## [What you have to do]
Wherever a line in the records contains the word "below", return that line.

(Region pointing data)

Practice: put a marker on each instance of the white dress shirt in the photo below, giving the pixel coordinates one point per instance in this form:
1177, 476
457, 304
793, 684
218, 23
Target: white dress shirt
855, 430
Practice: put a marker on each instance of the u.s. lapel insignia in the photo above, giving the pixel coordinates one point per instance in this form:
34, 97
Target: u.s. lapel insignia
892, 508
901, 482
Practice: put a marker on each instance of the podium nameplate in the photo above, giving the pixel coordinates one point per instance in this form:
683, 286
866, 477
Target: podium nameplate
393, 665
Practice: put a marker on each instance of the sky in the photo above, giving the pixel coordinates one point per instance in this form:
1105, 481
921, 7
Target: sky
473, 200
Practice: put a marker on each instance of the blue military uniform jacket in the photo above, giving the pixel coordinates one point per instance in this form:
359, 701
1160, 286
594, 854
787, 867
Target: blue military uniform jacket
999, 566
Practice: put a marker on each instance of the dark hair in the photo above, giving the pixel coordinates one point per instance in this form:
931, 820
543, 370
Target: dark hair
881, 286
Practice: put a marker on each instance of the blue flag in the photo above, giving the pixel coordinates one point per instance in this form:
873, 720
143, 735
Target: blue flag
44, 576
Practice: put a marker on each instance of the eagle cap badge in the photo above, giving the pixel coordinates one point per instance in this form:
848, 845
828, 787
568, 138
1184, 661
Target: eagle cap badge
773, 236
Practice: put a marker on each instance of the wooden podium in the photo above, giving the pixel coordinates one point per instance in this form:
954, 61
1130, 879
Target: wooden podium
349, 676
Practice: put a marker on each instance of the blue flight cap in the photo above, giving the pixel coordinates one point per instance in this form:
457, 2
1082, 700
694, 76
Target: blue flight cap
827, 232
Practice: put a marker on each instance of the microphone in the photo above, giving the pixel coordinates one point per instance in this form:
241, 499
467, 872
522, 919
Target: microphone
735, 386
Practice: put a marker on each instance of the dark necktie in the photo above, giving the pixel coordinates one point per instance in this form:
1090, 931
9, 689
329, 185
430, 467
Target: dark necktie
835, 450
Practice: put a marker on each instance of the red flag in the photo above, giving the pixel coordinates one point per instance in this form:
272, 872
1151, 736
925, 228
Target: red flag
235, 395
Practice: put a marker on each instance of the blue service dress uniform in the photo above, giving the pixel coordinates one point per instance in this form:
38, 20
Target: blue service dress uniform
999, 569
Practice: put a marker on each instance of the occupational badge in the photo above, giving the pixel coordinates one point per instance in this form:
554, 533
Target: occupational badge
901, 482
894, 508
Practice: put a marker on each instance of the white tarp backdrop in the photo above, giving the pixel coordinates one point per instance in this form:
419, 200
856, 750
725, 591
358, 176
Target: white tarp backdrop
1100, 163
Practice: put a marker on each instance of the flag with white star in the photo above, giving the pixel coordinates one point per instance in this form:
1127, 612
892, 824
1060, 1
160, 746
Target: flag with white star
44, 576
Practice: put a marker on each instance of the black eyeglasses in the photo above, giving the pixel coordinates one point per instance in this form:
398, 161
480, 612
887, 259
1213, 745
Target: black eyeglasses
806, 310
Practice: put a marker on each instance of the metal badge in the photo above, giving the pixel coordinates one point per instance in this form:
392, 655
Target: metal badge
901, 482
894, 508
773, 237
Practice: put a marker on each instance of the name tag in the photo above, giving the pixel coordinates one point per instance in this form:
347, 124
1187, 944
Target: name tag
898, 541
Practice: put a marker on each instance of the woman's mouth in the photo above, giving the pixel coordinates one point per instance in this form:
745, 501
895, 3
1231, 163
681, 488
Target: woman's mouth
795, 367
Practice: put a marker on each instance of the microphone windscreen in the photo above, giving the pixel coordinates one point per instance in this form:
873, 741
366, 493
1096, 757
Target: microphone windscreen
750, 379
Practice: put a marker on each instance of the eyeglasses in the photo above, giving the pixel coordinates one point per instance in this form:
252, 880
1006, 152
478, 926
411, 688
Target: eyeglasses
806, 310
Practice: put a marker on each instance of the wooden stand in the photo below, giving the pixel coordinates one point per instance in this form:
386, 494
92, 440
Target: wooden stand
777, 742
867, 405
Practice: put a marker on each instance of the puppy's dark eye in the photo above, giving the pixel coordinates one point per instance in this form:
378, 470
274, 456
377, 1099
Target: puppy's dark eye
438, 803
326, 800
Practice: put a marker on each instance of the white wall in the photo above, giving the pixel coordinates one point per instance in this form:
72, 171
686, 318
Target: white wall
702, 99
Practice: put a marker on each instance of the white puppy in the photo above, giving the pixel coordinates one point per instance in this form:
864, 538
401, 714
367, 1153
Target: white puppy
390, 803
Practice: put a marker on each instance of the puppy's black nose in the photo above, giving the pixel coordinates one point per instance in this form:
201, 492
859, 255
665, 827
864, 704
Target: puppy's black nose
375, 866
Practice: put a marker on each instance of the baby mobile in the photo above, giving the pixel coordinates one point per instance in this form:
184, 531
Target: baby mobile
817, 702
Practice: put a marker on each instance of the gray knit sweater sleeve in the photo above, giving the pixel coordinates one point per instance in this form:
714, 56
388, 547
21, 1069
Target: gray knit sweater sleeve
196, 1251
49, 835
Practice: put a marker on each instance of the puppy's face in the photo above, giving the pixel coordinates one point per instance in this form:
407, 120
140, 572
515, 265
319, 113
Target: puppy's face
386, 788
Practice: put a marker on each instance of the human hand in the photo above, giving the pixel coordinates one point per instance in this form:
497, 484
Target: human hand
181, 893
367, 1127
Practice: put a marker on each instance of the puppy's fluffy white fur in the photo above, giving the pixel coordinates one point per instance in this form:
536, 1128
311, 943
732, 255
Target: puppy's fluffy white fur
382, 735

## [Solution for this problem]
Practice: put a marker on each instance of the white dress shirt in the photo below, giving the pixel coordinates one point per instance in this form:
Practice: put a marker on each instance of the wooden stand in the photo below, giving the pixel coordinates one point per instance in this form:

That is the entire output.